__Short exercise__: Copy out the lines of the records from the line with "point: mossy ground" up to and including the line with "column 1261, row 741", with no changes.

__Records from a collection__:
____________

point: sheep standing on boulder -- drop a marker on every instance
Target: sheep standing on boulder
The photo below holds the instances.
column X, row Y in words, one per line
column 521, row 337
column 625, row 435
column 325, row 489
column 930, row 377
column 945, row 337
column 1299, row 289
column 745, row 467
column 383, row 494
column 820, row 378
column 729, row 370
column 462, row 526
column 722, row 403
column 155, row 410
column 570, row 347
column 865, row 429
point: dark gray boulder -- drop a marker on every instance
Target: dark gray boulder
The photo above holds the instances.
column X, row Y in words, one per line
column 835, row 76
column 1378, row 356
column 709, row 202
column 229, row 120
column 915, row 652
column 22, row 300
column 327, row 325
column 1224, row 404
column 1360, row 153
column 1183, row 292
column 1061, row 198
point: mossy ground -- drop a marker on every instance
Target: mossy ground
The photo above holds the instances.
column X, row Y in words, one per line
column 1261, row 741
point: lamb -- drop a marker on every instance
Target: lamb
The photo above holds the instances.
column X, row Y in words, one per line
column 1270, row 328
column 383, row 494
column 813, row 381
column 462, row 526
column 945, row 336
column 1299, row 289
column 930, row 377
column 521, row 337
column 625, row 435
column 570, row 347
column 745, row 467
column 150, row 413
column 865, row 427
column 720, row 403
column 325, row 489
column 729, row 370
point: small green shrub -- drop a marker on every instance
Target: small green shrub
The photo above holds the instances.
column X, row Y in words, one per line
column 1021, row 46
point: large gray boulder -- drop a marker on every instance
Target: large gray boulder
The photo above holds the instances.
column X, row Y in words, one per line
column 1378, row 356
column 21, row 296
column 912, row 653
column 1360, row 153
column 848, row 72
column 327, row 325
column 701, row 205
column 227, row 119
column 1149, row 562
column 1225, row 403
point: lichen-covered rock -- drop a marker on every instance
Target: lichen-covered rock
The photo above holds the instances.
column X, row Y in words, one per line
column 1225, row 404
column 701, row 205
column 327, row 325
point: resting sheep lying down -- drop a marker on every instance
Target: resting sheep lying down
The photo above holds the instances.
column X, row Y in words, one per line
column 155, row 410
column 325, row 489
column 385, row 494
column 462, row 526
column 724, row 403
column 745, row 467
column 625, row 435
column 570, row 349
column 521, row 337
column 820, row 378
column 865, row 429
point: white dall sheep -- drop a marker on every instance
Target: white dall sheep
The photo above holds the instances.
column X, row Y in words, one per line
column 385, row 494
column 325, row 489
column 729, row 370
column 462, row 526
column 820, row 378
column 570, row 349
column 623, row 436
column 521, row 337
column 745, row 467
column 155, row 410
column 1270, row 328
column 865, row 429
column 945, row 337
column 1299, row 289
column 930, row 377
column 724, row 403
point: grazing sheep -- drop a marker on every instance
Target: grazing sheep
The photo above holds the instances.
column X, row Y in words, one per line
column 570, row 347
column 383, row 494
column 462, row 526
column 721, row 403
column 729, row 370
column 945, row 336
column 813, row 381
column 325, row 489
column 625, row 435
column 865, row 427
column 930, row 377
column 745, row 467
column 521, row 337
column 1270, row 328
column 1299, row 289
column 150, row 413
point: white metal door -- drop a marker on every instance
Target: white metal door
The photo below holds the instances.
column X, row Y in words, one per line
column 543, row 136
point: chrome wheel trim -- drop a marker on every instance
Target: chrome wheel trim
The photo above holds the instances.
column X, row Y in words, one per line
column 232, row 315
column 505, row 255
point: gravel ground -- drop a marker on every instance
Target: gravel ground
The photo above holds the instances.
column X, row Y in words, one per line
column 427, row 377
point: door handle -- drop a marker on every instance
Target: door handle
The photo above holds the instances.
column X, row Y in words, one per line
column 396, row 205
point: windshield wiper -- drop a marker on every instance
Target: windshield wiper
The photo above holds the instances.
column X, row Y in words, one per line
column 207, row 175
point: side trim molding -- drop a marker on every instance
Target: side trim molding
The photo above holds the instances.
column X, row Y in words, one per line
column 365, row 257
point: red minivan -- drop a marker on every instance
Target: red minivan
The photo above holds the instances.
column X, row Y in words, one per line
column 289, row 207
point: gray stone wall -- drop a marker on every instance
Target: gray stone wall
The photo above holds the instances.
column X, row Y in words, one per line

____________

__Reply to the task__:
point: mossy ground -- drop a marker on every instance
Target: mossy ground
The photo above holds the instances.
column X, row Y in words, one per line
column 1261, row 741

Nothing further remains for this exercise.